> _TASK DESCRIPTION_: Nothing other than the lines from the one containing "# for every instance of the magenta" through the close of the entries below should be printed, each exactly.

[Stored records]

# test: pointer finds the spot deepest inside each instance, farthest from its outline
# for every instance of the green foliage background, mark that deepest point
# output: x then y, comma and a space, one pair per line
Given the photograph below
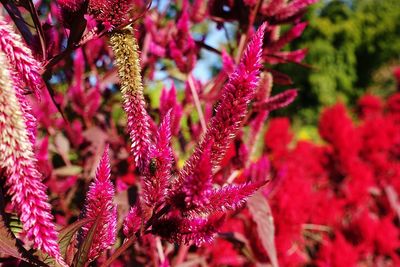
353, 47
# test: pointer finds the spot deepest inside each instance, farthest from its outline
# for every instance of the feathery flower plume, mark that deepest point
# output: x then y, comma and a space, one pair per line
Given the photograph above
23, 181
133, 221
196, 188
26, 67
184, 230
99, 203
112, 13
30, 120
156, 180
70, 5
126, 53
229, 197
236, 95
169, 101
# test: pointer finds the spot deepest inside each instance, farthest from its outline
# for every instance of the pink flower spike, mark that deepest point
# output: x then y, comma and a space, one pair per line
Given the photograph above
70, 5
168, 101
26, 67
236, 95
156, 180
23, 181
229, 197
99, 203
196, 188
133, 221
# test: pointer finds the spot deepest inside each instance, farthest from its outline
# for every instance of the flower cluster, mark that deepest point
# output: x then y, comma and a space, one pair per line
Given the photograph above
190, 160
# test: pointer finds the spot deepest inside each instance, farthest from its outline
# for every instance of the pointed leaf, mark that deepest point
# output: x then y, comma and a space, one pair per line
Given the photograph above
68, 232
81, 257
262, 215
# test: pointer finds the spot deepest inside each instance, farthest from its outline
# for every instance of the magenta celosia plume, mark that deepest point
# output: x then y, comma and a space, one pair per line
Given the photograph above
26, 67
158, 175
99, 206
232, 109
23, 180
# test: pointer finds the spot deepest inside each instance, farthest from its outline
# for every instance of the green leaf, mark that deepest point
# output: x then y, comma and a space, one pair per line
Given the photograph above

> _PROBLEM SOLUTION_:
# for every instance of the magenta celosia plume, mark that deepest point
# output: x then y, comma and a space, one pair per line
Given the photograph above
26, 67
158, 175
99, 206
232, 109
23, 180
# test: pointer finds the spot deepest inside each instance, farthest from its outline
# for every instance of the green leaf, mark that deepest point
# output: x then y, comma and a space, one pair per line
Given the photograph above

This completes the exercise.